# Text shown
- - - -

Rights watchdog to appear in Supreme Court case concerning surrogacy

Rights watchdog to appear in Supreme Court case concerning surrogacy

Sinéad Gibney

The Irish Human Rights and Equality Commission has been granted liberty by the Supreme Court to exercise its amicus curiae function in a significant case relating to surrogacy, citizenship and children’s rights.

The case examines the citizenship of a child, known as “C”, born through surrogacy in the UK in 2015. When the child was born, his surrogate mother and his biological father, known as “B”, were recorded on his birth certificate as his parents.

A parental order was subsequently issued under UK law which reassigned the parentage of the child to his biological father, B, and his intending parent, known as “A”. Any rights of the surrogate mother were effectively extinguished by this order. The child’s birth certificate was then reissued to reflect his reassigned parentage to both his fathers.

In early 2017 the Irish parent, A, applied for an Irish passport for his son. The Irish authorities did not make a decision to grant a passport to the child, as they did not accept that under Irish law his non-biological parent, A, was his parent at the time of his birth, and contended that the child was therefore not considered to be an Irish citizen pursuant to the Irish Nationality and Citizenship Act 1956. No final decision was made and the application remained outstanding until proceedings were commenced by the applicants in 2020.

The High Court found that the child was entitled to Irish citizenship, and directed that the minister make a decision on the passport application. However, the State then successfully applied for a leapfrog appeal to the Supreme Court on the basis that the cases raises matters of public importance.

The Supreme Court will now consider the case. It is anticipated that the court will consider the question of entitlement to citizenship by descent in the context of international surrogacy, along with a number of related issues having regard to Irish law and the European Convention on Human Rights.

As amicus curiae, the Irish Human Rights and Equality Commission will assist the Supreme Court by making submissions drawing on national and international law, and the established human rights protections that apply in the area of citizenship rights having regard to the situation of a child born through surrogacy.

Chief commissioner Sinéad Gibney said: “The Commission applied to appear as amicus curiae in this case as it raises important issues on the protection of the rights of citizenship in surrogacy cases. The determination of the State’s appeal is likely to have a significant impact in other future cases.”

- - - -

# Record set
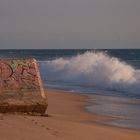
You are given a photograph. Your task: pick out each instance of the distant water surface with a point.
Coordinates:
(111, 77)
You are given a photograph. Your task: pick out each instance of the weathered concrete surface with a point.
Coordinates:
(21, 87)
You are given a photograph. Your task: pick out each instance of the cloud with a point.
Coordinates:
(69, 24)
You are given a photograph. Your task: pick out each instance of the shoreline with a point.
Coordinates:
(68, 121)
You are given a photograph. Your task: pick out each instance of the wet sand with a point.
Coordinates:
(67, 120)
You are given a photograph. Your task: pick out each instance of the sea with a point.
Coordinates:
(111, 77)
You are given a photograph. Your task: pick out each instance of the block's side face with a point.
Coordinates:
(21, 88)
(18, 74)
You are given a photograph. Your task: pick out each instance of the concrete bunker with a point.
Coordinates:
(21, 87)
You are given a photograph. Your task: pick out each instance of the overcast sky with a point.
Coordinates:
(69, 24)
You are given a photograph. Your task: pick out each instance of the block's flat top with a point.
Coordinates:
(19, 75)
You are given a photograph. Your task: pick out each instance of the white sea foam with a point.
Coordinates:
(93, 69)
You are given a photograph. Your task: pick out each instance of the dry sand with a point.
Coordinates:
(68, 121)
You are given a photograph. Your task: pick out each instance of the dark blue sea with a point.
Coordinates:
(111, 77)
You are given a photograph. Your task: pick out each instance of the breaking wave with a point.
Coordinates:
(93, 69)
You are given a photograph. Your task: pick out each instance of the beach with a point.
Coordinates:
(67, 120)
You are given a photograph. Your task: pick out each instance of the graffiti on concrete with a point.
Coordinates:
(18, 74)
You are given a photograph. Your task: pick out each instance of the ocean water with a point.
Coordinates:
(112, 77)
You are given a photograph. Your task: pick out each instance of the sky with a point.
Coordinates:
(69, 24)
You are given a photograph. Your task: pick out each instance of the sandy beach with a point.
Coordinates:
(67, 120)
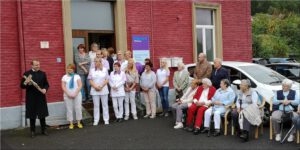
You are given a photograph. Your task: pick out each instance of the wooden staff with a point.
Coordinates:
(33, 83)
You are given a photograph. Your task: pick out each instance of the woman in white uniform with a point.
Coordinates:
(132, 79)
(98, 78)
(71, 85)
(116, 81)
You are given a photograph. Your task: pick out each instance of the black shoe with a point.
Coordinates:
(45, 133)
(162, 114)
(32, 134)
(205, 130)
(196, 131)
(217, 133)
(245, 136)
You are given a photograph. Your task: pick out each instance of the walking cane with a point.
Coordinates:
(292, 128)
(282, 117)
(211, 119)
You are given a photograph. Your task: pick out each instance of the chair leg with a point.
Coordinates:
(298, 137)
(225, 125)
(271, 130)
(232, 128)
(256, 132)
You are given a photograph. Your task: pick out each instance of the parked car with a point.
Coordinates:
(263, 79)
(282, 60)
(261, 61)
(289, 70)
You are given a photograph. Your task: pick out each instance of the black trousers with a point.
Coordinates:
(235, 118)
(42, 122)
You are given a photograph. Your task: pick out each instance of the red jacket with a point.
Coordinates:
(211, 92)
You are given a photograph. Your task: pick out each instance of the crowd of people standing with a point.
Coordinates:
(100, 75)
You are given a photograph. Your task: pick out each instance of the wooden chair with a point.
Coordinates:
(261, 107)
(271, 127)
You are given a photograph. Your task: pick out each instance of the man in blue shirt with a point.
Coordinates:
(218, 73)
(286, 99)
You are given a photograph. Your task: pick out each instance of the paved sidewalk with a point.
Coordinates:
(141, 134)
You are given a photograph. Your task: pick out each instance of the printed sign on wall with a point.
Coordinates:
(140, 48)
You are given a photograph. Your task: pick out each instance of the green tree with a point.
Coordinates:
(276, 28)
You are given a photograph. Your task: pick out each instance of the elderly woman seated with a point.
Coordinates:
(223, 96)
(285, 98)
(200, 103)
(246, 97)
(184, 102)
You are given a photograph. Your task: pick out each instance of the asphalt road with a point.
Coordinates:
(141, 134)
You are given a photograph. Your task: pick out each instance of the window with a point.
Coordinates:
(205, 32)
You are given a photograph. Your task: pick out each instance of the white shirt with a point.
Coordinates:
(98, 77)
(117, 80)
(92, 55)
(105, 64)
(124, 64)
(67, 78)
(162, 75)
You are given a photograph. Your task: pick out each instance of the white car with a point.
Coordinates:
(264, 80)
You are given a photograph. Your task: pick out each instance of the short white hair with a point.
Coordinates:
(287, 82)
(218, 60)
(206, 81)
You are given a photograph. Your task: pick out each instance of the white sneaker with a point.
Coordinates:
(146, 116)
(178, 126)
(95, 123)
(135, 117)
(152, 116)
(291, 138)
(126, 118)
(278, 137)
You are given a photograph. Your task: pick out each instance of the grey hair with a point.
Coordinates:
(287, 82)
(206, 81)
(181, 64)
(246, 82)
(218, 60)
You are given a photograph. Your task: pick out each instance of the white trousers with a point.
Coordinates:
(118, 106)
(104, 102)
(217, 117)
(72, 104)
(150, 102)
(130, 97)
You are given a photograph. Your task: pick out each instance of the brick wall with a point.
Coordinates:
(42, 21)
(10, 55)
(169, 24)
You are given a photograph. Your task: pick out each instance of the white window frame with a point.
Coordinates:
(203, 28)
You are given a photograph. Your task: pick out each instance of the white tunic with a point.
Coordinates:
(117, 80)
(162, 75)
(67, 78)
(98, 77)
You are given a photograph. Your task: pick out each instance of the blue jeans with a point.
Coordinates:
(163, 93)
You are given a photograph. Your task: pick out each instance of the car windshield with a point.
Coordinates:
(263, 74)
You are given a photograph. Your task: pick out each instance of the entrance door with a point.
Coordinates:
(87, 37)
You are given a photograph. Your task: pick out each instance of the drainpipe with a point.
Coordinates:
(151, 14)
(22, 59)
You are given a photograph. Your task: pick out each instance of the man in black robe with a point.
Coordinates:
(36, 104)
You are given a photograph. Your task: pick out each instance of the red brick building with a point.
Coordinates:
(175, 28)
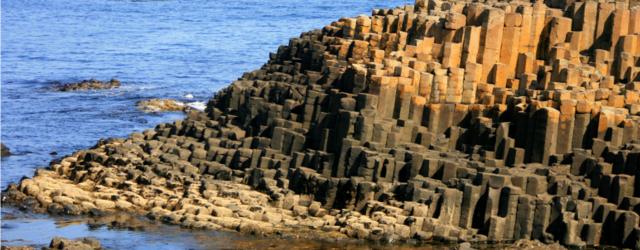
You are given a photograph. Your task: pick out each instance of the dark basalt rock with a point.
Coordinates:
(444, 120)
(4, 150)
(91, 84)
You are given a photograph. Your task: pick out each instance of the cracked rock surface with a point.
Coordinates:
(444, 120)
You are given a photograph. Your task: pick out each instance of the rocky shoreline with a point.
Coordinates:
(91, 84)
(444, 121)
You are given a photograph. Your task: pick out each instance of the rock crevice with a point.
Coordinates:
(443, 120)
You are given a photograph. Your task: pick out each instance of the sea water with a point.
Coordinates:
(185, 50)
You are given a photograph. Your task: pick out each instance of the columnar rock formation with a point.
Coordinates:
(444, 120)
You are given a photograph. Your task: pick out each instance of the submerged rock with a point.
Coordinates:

- - - -

# Required action
Using the text on the surrogacy case before the Supreme Court, say whether each statement agrees with it: (a) The child known as "C" was born through surrogacy in the UK in 2015. (b) The High Court ruled that the child had no entitlement to Irish citizenship. (c) The parent known as "A" was listed on the child's original birth certificate. Answer yes or no for each, and quote the deciding words exactly.

# Output of the task
(a) Yes: "born through surrogacy in the UK in 2015"
(b) No: "The High Court found that the child was entitled to Irish citizenship"
(c) No: "his surrogate mother and his biological father, known as “B”, were recorded on his birth certificate as his parents"